Objective — Please copy out every line of the records below, requests included, and scale each coordinate in the answers by 1.3, rounding to whole numbers with halves rounded up. Leave the pictures out of your reply.

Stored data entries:
=====

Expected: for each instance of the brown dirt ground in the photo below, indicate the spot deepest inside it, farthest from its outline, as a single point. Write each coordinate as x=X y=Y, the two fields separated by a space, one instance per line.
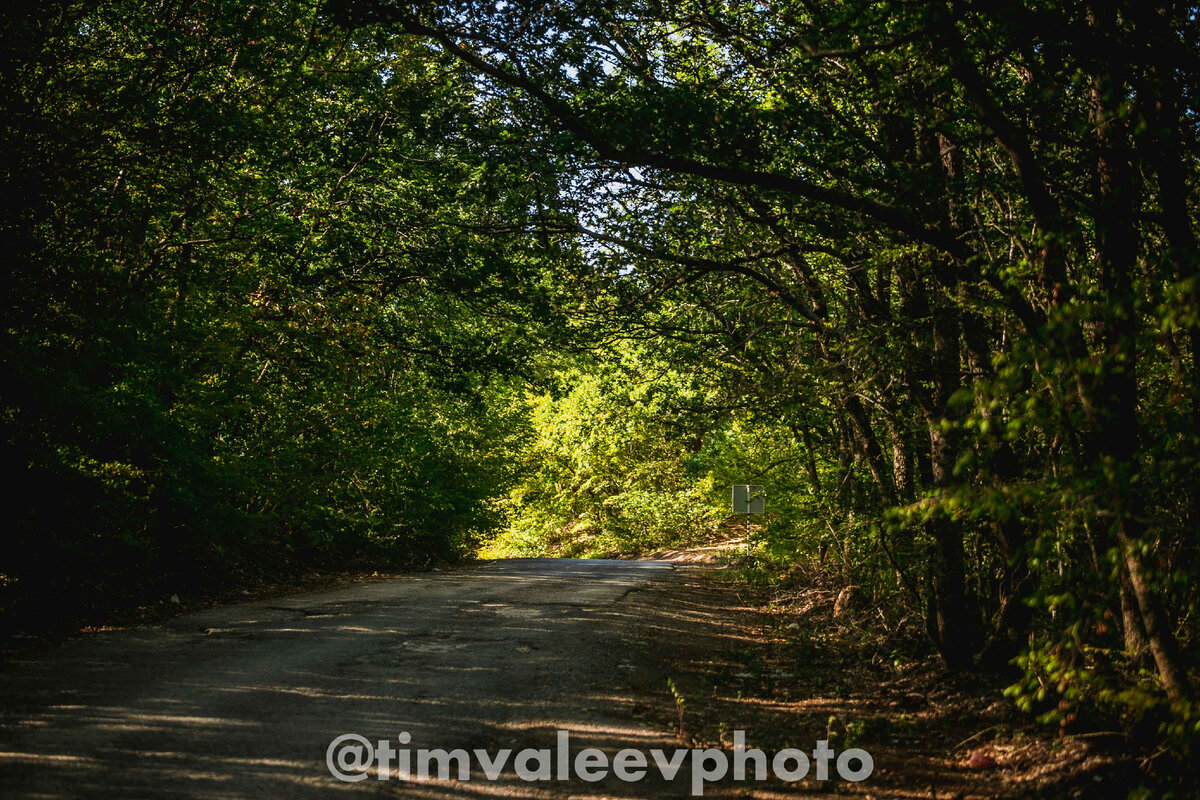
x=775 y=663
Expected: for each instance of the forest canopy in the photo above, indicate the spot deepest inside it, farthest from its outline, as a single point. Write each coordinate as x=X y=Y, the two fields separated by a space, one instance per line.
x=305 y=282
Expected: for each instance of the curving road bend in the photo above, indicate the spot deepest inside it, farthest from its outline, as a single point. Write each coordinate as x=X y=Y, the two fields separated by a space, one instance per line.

=====

Solution to the problem —
Expected: for each instance of the brown dirt ground in the photo below, indicate the spot deepest inside it, farthest from its outline, as a single point. Write each coordinate as x=X y=Y, the two fields separated by a space, one instance per line.
x=1008 y=862
Expected: for each instance of the forest canopy in the photo above, indicate the spot deepest inside it, farthest from its outline, as a single point. Write each coordinate as x=X y=Y, the two fields separated by a space, one instance per line.
x=397 y=367
Expected: for each instance of the curving road bend in the photo above, indicate the spot deepest inside it, farthest from its outline, as a single point. Write each coordinate as x=X y=Y, the two fields separated by a space, one instance per line.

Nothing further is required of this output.